What is asked:
Duplicate every line of the items below verbatim, with no changes.

(Outline labeling items)
^^^^^^^^^^^^^^^^

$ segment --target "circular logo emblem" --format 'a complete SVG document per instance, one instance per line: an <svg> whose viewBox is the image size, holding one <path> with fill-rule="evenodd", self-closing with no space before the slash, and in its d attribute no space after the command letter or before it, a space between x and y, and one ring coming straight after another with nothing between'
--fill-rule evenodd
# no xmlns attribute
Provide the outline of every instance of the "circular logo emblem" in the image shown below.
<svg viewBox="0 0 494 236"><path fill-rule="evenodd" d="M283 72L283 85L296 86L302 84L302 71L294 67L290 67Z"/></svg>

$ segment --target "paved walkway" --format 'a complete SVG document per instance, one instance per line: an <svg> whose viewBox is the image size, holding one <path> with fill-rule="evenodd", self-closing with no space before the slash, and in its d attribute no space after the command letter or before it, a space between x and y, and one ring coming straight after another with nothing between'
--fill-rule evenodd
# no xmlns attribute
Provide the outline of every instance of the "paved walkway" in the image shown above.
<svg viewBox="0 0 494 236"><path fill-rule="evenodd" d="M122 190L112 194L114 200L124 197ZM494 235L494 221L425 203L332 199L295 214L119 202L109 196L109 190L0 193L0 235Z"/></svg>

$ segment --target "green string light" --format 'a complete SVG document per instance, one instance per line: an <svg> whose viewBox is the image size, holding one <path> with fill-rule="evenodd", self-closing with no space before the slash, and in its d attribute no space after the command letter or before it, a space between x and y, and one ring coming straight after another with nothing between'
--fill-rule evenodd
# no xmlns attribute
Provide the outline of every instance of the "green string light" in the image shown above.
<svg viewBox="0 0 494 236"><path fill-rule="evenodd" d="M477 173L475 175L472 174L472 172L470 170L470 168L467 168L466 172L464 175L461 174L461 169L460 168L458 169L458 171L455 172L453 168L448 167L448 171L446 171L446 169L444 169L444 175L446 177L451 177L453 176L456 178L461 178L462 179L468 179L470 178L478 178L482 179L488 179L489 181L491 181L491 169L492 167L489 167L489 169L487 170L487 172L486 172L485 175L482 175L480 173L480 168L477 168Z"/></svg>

^^^^^^^^^^^^^^^^

Solution to the problem:
$ segment --target "circular logo emblem" --format 'a complete SVG document per instance, one instance per line: an <svg> whose viewBox is the image size, holding one <path> with fill-rule="evenodd", self-closing with no space before the slash, and in its d attribute no space after the command letter or before it, a space between x and y, and one ring coming straight after another with nothing between'
--fill-rule evenodd
# no xmlns attribute
Provide the outline of every instance of the "circular logo emblem" in the image shown below.
<svg viewBox="0 0 494 236"><path fill-rule="evenodd" d="M283 72L283 85L296 86L302 84L302 71L294 67L290 67Z"/></svg>

$ segment --target "paved walkway" --format 'a complete SVG document per instance, one instance per line: an <svg> whose viewBox is the image size, holding one <path> with fill-rule="evenodd", self-closing with no space before the slash, and in its d attribute no space after the command letter or before it, a space between x and y, and one ring coming straight after another with nothing between'
--fill-rule evenodd
# no xmlns attribute
Provide the outline of every instance of the "paved walkway" in the image shown above.
<svg viewBox="0 0 494 236"><path fill-rule="evenodd" d="M122 190L112 194L114 200L124 197ZM494 235L494 221L425 203L332 199L295 214L119 202L109 196L109 190L0 193L0 235Z"/></svg>

$ segment --target "green string light" --format 'a complete SVG document per instance, one instance per line: an <svg> whose viewBox is the image size, holding one <path> with fill-rule="evenodd", self-closing with no space before the slash, and in its d attribute no space after the command letter or before it, a space between x and y, and one ring coming straight after another with nothing between'
--fill-rule evenodd
# no xmlns attribute
Provide the outline of every instance of the "green string light" in the image shown above.
<svg viewBox="0 0 494 236"><path fill-rule="evenodd" d="M477 173L475 175L472 174L472 172L470 170L470 168L467 168L466 172L464 175L461 174L461 169L460 168L458 169L458 171L455 172L453 168L448 167L448 171L446 171L446 169L444 169L444 175L446 177L451 177L453 176L456 178L461 178L462 179L468 179L470 178L478 178L482 179L488 179L489 181L491 181L491 169L492 167L489 167L489 169L487 170L487 172L486 172L485 175L482 175L480 173L480 168L477 168Z"/></svg>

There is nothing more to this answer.